## Aim of the task
The data is to be set down once more, exactly as it reads.

______

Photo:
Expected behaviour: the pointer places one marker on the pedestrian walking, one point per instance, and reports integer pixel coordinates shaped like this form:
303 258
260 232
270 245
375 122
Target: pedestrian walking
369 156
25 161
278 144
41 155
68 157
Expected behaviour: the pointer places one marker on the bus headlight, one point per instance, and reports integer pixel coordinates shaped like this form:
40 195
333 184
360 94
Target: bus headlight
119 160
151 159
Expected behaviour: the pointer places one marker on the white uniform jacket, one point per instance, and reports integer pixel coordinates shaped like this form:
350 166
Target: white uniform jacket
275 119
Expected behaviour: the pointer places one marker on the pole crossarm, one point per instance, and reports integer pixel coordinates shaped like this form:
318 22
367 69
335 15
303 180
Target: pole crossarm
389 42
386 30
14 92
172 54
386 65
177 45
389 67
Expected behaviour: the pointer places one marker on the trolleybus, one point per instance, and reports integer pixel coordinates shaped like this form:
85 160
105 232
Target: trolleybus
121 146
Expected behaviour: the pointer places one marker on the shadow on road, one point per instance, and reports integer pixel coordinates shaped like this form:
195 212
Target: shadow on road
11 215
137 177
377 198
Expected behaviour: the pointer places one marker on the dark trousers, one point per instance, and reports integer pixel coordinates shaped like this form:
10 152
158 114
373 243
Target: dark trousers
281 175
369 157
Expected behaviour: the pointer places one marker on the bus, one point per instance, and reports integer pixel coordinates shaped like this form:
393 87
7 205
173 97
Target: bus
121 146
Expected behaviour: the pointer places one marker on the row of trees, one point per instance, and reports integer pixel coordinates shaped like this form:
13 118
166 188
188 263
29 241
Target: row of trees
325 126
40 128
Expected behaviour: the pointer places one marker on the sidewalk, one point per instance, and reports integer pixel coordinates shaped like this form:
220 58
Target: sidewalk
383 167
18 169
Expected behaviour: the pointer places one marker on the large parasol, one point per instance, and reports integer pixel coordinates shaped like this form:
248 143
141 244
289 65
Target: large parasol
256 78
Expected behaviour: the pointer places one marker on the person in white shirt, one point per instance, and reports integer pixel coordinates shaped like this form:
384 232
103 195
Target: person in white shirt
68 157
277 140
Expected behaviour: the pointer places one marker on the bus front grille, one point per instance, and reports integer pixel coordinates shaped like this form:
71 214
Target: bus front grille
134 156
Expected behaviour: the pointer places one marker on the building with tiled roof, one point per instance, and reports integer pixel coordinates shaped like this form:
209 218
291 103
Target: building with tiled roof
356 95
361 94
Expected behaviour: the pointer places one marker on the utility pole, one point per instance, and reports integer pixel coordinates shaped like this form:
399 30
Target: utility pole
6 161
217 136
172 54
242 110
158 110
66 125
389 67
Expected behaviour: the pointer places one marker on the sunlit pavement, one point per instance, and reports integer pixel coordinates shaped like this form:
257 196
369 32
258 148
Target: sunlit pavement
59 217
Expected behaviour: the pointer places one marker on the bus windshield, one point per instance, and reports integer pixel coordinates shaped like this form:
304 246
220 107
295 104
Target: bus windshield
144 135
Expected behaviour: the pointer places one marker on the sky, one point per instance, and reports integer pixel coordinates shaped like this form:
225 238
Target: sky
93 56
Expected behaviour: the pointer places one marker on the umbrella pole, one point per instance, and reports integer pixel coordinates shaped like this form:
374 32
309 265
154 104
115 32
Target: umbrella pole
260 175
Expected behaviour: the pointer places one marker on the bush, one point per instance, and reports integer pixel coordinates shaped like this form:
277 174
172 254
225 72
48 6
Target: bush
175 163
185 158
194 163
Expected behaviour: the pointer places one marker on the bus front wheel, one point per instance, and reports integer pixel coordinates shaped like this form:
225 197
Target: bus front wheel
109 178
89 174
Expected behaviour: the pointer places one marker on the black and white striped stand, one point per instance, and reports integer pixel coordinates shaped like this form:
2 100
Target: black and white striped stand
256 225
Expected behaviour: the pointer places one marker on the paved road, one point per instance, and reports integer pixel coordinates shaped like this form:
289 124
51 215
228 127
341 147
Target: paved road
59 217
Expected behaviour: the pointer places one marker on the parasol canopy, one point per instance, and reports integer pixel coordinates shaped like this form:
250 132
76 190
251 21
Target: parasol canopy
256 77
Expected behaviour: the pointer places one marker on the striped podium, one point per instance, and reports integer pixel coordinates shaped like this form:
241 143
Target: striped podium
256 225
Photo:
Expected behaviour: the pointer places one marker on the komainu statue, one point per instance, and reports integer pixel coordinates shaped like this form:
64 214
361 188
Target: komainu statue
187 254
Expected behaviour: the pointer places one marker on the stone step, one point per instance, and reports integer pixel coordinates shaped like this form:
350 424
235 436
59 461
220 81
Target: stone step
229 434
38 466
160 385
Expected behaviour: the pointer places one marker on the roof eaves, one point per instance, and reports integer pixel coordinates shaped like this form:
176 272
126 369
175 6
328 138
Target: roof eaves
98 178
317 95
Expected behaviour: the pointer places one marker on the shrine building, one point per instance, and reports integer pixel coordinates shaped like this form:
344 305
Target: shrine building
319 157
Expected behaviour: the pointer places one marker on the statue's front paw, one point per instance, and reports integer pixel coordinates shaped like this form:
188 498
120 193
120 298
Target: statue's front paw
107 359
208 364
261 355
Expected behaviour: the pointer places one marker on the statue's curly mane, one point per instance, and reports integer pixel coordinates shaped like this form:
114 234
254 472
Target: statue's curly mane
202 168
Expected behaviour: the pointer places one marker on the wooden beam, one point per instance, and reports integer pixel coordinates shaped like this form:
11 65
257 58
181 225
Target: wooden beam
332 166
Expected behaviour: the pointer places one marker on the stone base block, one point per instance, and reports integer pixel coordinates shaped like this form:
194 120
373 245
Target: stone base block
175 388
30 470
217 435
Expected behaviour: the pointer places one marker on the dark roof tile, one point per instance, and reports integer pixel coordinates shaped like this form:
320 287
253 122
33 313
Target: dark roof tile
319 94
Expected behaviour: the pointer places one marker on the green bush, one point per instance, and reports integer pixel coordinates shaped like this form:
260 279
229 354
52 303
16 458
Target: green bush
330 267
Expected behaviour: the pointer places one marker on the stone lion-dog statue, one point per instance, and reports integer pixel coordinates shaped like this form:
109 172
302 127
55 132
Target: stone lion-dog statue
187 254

______

## Solution to the problem
Photo:
Expected behaviour: the pointer places one marker on the pedestrian walking, one point per instance, and reports integer pixel coordinates shaped like this form:
303 258
260 232
270 245
375 122
Target: pedestrian walking
369 156
25 161
278 144
41 155
68 157
Expected behaviour: the pointer places one marker on the bus headlight, one point per instance, and reports integer pixel coordinates shaped like this form:
40 195
333 184
360 94
Target: bus headlight
119 160
151 159
Expected behaviour: the pointer places one marker on the white uniform jacket, one point per instance, and reports integer pixel coordinates shaped like this form:
350 166
Target: white uniform jacket
275 119
Expected behaviour: the pointer places one marker on the pole crossarm, one point per instance, and reports integer pixel coordinates shaped like this form:
318 22
367 69
335 15
303 180
Target: pole crossarm
389 42
386 30
14 92
172 54
386 65
177 45
389 67
Expected behaviour: the pointer places one marker on the trolleybus, one point per instance, and reports integer pixel coordinates shaped like this form:
85 160
105 232
Target: trolleybus
121 146
Expected behaviour: the pointer places one marker on the shadow on road, one point per instance, and reports integer pixel coordinates shaped like this form:
195 212
Target: shadow on road
11 215
137 177
377 198
Expected behaviour: the pointer places one marker on the dark trousers, one point per instance, and reports integer pixel coordinates shaped like this form:
10 152
158 114
373 243
Target: dark trousers
281 175
369 157
Expected behaviour: the pointer places one marker on the bus, one point per instance, and reports integer pixel coordinates shaped like this form:
393 87
7 205
173 97
Target: bus
121 146
Expected behaviour: the pointer places one marker on the row of trees, one point per instance, and reports integer pixel coordinates shaped like this form:
13 118
166 188
188 263
29 241
Target: row of trees
325 126
40 128
Expected behaviour: the pointer places one marker on the sidewalk, one point per instance, and reports integer pixel coordinates shaped like this form:
220 58
Target: sidewalk
383 167
18 169
Expected behaviour: the pointer places one marker on the large parasol, one point per instance, and reports integer pixel coordinates shaped like this form:
248 143
141 244
289 65
Target: large parasol
256 78
Expected behaviour: the pointer places one marker on the person in white shirt, one point per instance, and reports integer pixel coordinates shaped like this form:
384 232
103 195
Target: person in white shirt
68 157
277 140
Expected behaviour: the pointer places one marker on the bus front grille, one point per instance, and reports integer pixel coordinates shaped like this form:
71 214
Target: bus front grille
134 156
Expected behaviour: the pointer places one marker on the building with tiled roof, one point per instance, and reports integer pixel coordinates shaped like this form:
209 218
291 103
Target: building with tiled roof
356 95
361 94
Expected behaviour: the pointer places one marker on the utility pole, one point per instance, and reports integer pixel coordinates shaped like this form:
399 30
Target: utility pole
6 161
217 136
172 54
242 110
158 110
66 125
389 67
Expected behaviour: the pointer places one marker on the sunlit pavement, one point per instance, and reports integer pixel coordinates shaped like this form:
257 196
369 32
258 148
Target: sunlit pavement
59 217
Expected behaviour: the pointer places one marker on the bus windshield, one point per instance, and reports integer pixel coordinates shaped like this form:
304 246
220 107
295 104
Target: bus windshield
144 135
Expected behaviour: the pointer places one marker on the sky, one point per instance, and reports integer pixel coordinates shaped like this form:
225 238
Target: sky
93 56
Expected behaviour: the pointer places one marker on the umbrella pole, one point per instance, and reports integer pixel coordinates shaped like this form:
374 32
309 265
154 104
115 32
Target: umbrella pole
260 175
Expected behaviour: the pointer places one marker on the bush, one point per instance, and reports integer pixel coordinates shaped like this form:
277 174
172 254
225 72
48 6
Target: bush
175 163
185 158
194 163
Expected behaviour: the pointer places one marker on the bus front wheel, one point per instance, and reports integer pixel coordinates shaped like this form:
225 197
Target: bus front wheel
109 178
89 174
Expected behaviour: the pointer places one marker on the black and white striped stand, one point per instance, and reports integer pixel coordinates shaped like this form:
2 100
Target: black and white striped stand
256 225
Expected behaviour: the pointer places one marker on the paved road, one point per instance, and reports integer pixel coordinates shaped like this form:
289 124
51 215
228 127
341 147
Target: paved road
59 217
Expected behaviour: the pointer places one marker on the parasol canopy, one point per instance, and reports integer pixel coordinates shaped like this form:
250 132
76 190
251 21
Target: parasol canopy
256 77
Expected behaviour: the pointer places one marker on the striped podium, one point per instance, and reports integer pixel coordinates shaped like this form:
241 143
Target: striped podium
256 225
Photo:
Expected behaviour: the pointer places one marker on the komainu statue, one point per instance, and reports integer pixel coordinates shaped like this form:
64 214
361 188
Target: komainu statue
187 254
Expected behaviour: the pointer places one marker on the stone step, one point per instance, and reports integer pixel coordinates shaped like this form:
350 424
235 436
59 461
220 81
Target: stone step
229 434
38 466
160 385
Expected behaviour: the pointer places one marker on the roof eaves, one point per instance, and reports integer pixel coordinates shaped like this form:
176 272
126 369
175 6
328 138
Target: roof eaves
98 178
317 95
Expected behaviour: the pointer places one marker on the shrine building, one point per instance, and reports integer pixel coordinates shaped like this form:
344 305
Target: shrine building
319 157
Expected behaviour: the pointer places one marker on the statue's front paw, one point per instance, and reports integer pixel coordinates shaped like this form:
188 498
120 193
120 298
Target: statue's front paw
107 359
208 364
261 355
Expected behaviour: the pointer places one marker on the statue's curly mane, one point per instance, and reports integer pixel coordinates shaped like this form:
114 234
254 472
Target: statue's curly mane
202 168
Expected behaviour: the pointer places one marker on the wooden beam, one point per instance, and reports integer pixel coordinates shaped like this form:
11 65
257 58
181 225
Target: wooden beam
332 166
Expected behaviour: the pointer places one marker on the stone base block, one point per instance, and reports integer pixel coordinates shaped like this form:
194 120
373 245
Target: stone base block
175 388
30 470
217 435
Expected behaviour: the pointer places one marker on the dark roof tile, one point per instance, and reports integer pixel coordinates shaped like this form:
320 287
253 122
33 313
Target: dark roof tile
319 94
Expected behaviour: the pointer places one marker on the green bush, one point per instance, and reports integer pixel coordinates shaped like this form:
260 279
229 354
52 303
16 458
Target: green bush
330 267
Expected behaviour: the pointer places one marker on the stone lion-dog statue, one point per instance, and reports integer pixel coordinates shaped like this form:
109 172
302 127
55 132
Target: stone lion-dog statue
187 254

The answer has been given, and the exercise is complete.